[Stored items]
|---|

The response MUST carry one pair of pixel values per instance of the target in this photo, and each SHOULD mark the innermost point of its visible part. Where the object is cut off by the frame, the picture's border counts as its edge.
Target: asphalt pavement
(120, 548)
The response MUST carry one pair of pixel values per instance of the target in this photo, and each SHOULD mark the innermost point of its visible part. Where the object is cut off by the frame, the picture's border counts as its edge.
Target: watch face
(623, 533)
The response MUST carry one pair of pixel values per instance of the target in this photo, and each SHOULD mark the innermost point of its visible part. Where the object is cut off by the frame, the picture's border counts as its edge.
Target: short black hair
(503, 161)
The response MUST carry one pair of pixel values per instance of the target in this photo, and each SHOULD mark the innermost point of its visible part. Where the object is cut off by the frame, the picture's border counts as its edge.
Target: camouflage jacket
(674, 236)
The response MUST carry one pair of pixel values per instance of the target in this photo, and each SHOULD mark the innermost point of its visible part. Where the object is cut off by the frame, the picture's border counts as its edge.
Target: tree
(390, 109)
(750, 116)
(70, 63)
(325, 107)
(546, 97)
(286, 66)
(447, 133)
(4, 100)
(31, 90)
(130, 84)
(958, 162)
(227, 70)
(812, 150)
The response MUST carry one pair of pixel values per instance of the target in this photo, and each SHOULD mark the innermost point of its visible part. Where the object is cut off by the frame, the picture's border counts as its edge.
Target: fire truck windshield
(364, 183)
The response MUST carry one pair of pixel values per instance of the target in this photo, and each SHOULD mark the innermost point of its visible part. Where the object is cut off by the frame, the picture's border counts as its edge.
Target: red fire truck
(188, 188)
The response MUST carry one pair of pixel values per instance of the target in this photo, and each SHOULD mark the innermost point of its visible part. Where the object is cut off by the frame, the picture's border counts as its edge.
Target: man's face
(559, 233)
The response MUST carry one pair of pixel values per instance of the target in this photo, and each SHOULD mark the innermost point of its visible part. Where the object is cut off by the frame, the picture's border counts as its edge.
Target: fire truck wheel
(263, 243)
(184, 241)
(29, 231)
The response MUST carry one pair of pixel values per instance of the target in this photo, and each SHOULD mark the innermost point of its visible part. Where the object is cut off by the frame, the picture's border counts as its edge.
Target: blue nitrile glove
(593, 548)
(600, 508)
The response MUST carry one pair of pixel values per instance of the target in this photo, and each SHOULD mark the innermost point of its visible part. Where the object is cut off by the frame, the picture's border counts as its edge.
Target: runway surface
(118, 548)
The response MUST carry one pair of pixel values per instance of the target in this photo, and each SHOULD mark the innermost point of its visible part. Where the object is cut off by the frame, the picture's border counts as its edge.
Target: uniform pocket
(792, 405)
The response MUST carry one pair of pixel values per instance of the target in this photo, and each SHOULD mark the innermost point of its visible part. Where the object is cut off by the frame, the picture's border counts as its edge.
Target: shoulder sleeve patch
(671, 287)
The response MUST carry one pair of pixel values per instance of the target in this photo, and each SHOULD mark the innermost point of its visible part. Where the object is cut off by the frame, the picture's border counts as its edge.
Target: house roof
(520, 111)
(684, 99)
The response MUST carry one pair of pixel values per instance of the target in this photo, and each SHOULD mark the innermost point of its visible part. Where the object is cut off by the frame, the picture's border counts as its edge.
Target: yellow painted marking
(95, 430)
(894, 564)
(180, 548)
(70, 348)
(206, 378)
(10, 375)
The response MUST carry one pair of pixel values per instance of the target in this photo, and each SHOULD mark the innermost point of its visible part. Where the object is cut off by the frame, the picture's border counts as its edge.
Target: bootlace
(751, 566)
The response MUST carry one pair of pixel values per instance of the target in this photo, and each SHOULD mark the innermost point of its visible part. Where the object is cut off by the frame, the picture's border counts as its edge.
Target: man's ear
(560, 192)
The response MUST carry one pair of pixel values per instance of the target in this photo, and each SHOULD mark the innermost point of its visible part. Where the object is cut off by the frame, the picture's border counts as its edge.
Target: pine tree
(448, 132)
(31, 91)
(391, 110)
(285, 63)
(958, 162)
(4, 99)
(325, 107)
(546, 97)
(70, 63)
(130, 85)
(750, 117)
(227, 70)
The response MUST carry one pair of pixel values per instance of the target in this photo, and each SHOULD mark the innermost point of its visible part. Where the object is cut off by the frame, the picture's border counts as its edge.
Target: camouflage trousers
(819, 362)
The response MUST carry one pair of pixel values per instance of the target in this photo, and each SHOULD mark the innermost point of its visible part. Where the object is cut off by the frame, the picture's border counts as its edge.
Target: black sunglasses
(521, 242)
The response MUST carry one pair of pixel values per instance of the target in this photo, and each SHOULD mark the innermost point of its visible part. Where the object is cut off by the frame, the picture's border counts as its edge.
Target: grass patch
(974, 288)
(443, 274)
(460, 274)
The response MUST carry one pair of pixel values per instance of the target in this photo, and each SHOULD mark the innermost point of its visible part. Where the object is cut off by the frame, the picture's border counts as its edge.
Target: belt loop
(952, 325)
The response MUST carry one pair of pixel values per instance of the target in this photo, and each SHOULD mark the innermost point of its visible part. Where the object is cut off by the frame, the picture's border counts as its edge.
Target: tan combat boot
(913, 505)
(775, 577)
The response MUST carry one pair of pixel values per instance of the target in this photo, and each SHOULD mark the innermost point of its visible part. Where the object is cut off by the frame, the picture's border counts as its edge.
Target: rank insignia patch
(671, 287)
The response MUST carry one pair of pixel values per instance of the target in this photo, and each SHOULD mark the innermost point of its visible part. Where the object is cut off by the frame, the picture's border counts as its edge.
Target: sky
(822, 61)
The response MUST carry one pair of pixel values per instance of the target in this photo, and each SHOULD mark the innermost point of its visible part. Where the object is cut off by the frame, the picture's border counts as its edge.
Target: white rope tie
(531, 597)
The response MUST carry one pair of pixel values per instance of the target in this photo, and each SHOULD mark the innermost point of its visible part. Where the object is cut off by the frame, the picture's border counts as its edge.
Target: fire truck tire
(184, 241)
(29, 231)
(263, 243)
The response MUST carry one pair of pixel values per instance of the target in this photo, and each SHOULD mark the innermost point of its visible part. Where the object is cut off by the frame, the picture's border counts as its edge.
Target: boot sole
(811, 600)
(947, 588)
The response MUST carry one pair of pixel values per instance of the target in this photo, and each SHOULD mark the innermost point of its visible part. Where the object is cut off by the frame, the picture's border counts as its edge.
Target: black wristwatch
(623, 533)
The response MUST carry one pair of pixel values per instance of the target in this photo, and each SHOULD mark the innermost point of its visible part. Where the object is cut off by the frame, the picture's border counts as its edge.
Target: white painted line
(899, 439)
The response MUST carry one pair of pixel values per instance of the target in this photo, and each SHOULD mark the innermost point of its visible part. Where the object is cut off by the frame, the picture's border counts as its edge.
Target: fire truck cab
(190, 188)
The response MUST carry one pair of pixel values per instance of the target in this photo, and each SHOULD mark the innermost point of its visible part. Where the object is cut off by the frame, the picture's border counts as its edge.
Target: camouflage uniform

|---|

| Task statement |
The records above should be given again in full, exactly as written.

| Written answer |
The response MUST carry one pair of pixel values per instance of the target in this photo, and each SHOULD mark the innermost point of its visible part. Where the object is cut off by the frame, the picture's border counts as its edge.
Target: asphalt pavement
(120, 548)
The response MUST carry one pair of pixel values per instance of the target in this photo, and each SHOULD mark the innermost point of its visible part. Where the object is cut off by the frame, the picture's border counts as its edge.
Target: watch face
(623, 533)
The response MUST carry one pair of pixel values per instance of the target in this photo, and each SHOULD mark the innermost point of its visible part. Where the object is cut off by the frame, the picture's border counts as its edge.
Target: short black hair
(503, 161)
The response MUST carry one pair of pixel values per instance of the target in this photo, and each SHOULD mark the innermost point of its visible part. Where the object is cut off by the frame, the picture's border counts as its edge.
Target: camouflage jacket
(674, 236)
The response MUST carry one pair of pixel values per instance of the target in this photo, and each SHOULD mark the innermost point of its visible part. Where the object is cut off by the frame, the picture's border counts as its edge.
Target: tree
(390, 109)
(750, 116)
(70, 63)
(325, 107)
(546, 97)
(286, 66)
(447, 133)
(4, 100)
(31, 90)
(130, 84)
(958, 162)
(227, 70)
(812, 150)
The response MUST carry one pair of pixel values per instance of the target in this photo, and each SHOULD mark the innermost point of its visible part. Where the object is cut off by the frame, the picture's border counts as its edge.
Target: fire truck windshield
(364, 183)
The response MUST carry one pair of pixel values per instance of the target in this photo, and each SHOULD mark the innermost point of its visible part. Where the object is cut off by the frame, the picture's border counts as its edge.
Target: red fire truck
(188, 188)
The response MUST carry one pair of pixel values per instance of the target in this photo, and each SHOULD mark the innermost point of its visible part. Where the object is cut off by the frame, the picture's border counts as its edge.
Target: man's face
(559, 233)
The response MUST carry one pair of pixel values per instance of the target in this photo, and each SHOULD mark the innermost point of its visible part. Where the object is cut off by the frame, the picture's border counts as its edge.
Target: fire truck wheel
(263, 243)
(184, 241)
(29, 231)
The response MUST carry one pair of pixel values per instance of the target in this photo, and each SHOULD mark the innermost point of its visible part. Where the object is cut off by the frame, the picture's border counts as its edge.
Target: blue nitrile glove
(593, 548)
(600, 508)
The response MUST carry one pair of pixel values per instance of the target in this photo, and each SHOULD mark the innermost point of its visible part. Where the object is cut off by the frame, the picture's border counts as its edge.
Target: runway surface
(118, 548)
The response MUST carry one pair of pixel values per instance of the target in this photo, and each SHOULD mark the innermost point of its visible part. Where the object is cut off by the frame, the picture's border counts as its edge.
Target: uniform pocket
(792, 405)
The response MUST carry one pair of pixel values per instance of the target in this photo, and each SHOULD mark the innermost point of its visible part. Where the object is cut off by the frame, the picture's border counts as its edge.
Target: shoulder sleeve patch
(671, 287)
The response MUST carry one pair of pixel values per instance of the target in this photo, and each SHOULD mark the innermost point of its visible part. Where the object is cut off by the frame, the picture's border counts as its edge.
Target: house roof
(520, 111)
(684, 99)
The response MUST carry one pair of pixel values per instance of the target in this photo, and each SHOULD mark the innermost point of its visible part. Where the object is cut off by the frame, the picture's border counts as its edge.
Target: yellow painted marking
(95, 430)
(894, 564)
(180, 548)
(70, 348)
(206, 378)
(10, 375)
The response MUST carry one pair of pixel values per instance of the target in this photo, and each SHOULD mark the innermost point of its visible part. Where the object is cut off by the frame, the picture's border counts as its edge.
Target: bootlace
(751, 566)
The response MUST carry one pair of pixel values per instance of the target in this photo, and each SHOULD mark the innermost point of its visible part. Where the object is cut off by the frame, the picture's border counts as its edge.
Target: man's ear
(560, 192)
The response MUST carry one pair of pixel values per instance of the target in this photo, and each SHOULD mark the innermost point of its visible part. Where the object is cut off by the frame, the picture's border counts as its edge.
Target: pine tree
(448, 132)
(31, 91)
(391, 110)
(285, 63)
(958, 162)
(4, 99)
(325, 107)
(546, 97)
(70, 63)
(130, 85)
(750, 117)
(227, 70)
The response MUST carry one pair of pixel values per instance of the target in this photo, and each SHOULD mark the innermost point of its visible part. Where the object is cut off by the frame, the picture's border counts as its edge.
Target: camouflage trousers
(819, 362)
The response MUST carry one pair of pixel values per instance of the target in this photo, and each SHOULD mark the innermost point of its visible part. Where the object is cut off by the frame, the picture's border counts as its edge.
Target: black sunglasses
(521, 242)
The response MUST carry one pair of pixel values per instance of the target in this photo, and each SHOULD mark the innermost point of its visible part. Where the object is cut off by the frame, the picture's border counts as its edge.
Target: grass patch
(974, 288)
(443, 274)
(460, 274)
The response MUST carry one pair of pixel values per instance of the target in this photo, and each SHOULD mark the innermost point of its visible part. Where the object is cut off by the frame, the picture's border counts as its edge.
Target: belt loop
(952, 325)
The response MUST carry one pair of pixel values per instance of the target in this photo, and each SHOULD mark the innermost point of its visible part. Where the object is cut off by the frame, the picture's border counts as its edge.
Target: tan combat boot
(913, 505)
(775, 577)
The response MUST carry one pair of pixel values per instance of the target in this photo, and each SHOULD mark the innermost point of its visible part. Where the object is cut off by the frame, the picture's border counts as its edge.
Target: rank insignia patch
(671, 287)
The response MUST carry one pair of pixel values per instance of the target in this photo, and each SHOULD mark the innermost point of its visible part. Where the object is cut off by the frame, the picture's border counts as its edge.
Target: sky
(822, 61)
The response MUST carry one pair of pixel values per instance of the target in this photo, and each SHOULD mark the innermost point of its visible part. Where the object is cut off by the frame, the picture's border counts as its edge.
Target: white rope tie
(531, 597)
The response MUST carry one pair of pixel values per instance of the target in this photo, and each SHOULD mark the innermost point of its visible part. Where the object is cut off by the frame, the picture's border counts as its edge.
Target: fire truck tire
(184, 241)
(29, 231)
(263, 243)
The response MUST carry one pair of pixel values per instance of the target in this photo, and each SHOULD mark the innermost point of its visible part. Where the object is cut off by the frame, the picture's border counts as its edge.
Target: boot sole
(811, 600)
(947, 588)
The response MUST carry one pair of pixel values per instance of the target in this photo, and each SHOULD mark the innermost point of its visible part. Where the object is cut off by the frame, the picture's border counts as its edge.
Target: black wristwatch
(623, 533)
The response MUST carry one pair of pixel values per instance of the target in this photo, and each SHOULD mark the innermost point of its visible part. Where the object is cut off by the frame, the picture's border counts as its edge.
Target: white painted line
(899, 439)
The response MUST carry one pair of pixel values per instance of the target in this photo, and each SHOULD mark the innermost point of its visible part. Where the object is cut off by the frame, the picture's border counts as its edge.
Target: fire truck cab
(190, 188)
The response MUST carry one pair of pixel values per instance of the target in this photo, and each SHOULD mark the innermost point of its visible part. Where the object is cut off by the frame, the picture's border counts as its edge.
Target: camouflage uniform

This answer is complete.